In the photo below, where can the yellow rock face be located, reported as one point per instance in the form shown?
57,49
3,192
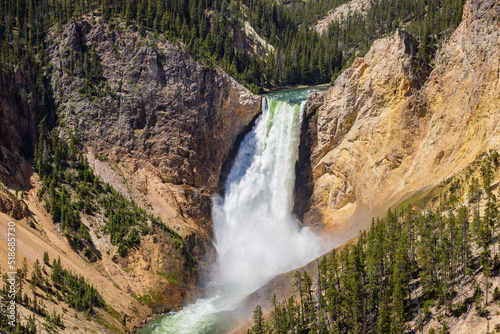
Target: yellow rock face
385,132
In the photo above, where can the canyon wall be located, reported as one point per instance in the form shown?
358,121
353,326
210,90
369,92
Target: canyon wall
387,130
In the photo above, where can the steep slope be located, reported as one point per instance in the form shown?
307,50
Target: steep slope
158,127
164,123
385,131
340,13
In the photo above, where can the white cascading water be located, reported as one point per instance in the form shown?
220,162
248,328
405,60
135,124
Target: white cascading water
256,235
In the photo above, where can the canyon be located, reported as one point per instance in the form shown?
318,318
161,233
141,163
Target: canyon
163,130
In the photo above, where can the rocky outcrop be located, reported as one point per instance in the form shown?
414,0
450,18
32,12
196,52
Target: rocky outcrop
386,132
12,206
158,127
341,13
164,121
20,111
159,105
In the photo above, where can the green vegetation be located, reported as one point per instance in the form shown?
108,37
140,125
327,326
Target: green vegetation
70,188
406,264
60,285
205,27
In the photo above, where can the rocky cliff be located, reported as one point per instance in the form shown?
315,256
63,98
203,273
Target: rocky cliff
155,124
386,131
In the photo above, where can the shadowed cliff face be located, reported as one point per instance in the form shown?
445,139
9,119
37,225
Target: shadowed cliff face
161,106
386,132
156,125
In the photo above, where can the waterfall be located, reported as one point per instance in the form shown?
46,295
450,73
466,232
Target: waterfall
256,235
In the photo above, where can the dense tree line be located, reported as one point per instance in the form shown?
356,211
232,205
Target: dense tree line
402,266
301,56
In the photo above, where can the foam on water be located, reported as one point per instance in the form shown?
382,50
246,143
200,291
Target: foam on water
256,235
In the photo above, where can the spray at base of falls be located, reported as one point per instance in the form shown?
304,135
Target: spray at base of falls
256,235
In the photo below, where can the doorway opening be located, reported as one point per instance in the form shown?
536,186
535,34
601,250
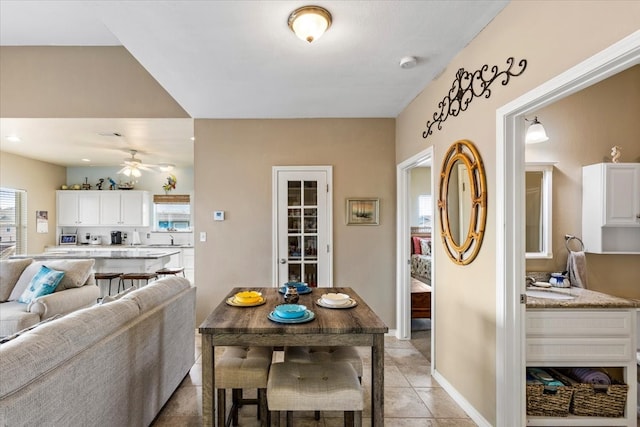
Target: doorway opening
◆ ◆ ◆ ◆ ◆ ◆ ◆
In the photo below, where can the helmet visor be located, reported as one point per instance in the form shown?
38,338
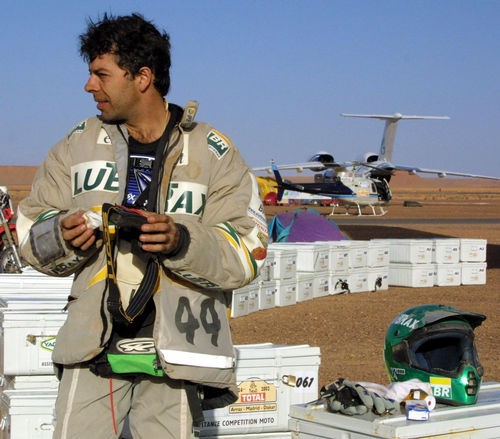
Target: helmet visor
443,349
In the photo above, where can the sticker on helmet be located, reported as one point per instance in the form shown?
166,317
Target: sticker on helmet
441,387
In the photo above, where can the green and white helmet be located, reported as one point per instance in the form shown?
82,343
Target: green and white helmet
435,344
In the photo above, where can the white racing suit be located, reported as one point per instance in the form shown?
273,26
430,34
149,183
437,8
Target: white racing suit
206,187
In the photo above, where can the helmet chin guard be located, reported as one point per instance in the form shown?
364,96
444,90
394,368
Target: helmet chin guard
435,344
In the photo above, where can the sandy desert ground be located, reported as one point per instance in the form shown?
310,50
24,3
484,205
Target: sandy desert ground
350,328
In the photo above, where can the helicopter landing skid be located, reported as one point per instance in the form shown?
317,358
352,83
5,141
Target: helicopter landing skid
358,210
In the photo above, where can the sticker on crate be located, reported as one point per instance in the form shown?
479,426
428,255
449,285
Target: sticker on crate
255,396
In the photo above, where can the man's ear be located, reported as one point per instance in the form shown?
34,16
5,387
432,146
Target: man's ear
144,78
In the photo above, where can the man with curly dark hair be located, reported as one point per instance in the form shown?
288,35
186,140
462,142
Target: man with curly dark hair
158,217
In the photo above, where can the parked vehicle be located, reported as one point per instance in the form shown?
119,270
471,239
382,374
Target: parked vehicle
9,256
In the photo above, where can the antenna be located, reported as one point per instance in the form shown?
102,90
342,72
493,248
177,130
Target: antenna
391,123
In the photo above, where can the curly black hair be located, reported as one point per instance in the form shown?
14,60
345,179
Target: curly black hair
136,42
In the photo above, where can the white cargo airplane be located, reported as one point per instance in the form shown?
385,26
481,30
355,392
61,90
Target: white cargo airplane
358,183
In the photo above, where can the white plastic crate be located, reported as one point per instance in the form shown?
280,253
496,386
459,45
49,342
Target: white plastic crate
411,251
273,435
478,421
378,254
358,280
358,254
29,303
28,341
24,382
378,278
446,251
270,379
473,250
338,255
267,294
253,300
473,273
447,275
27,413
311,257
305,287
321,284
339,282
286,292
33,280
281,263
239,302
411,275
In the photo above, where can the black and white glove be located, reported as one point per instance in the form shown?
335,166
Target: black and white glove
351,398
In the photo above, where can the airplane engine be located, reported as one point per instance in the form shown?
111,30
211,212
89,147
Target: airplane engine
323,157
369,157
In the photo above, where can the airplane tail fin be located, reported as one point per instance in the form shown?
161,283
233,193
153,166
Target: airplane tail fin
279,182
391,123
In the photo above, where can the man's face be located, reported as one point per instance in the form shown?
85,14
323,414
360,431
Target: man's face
◆ ◆ ◆ ◆ ◆ ◆ ◆
The problem: Show the lines from the data above that contain the string "doorway".

Solution to the problem:
In the photo below, where can the doorway opening be located, reported as one point per instance in the form shown?
Target: doorway opening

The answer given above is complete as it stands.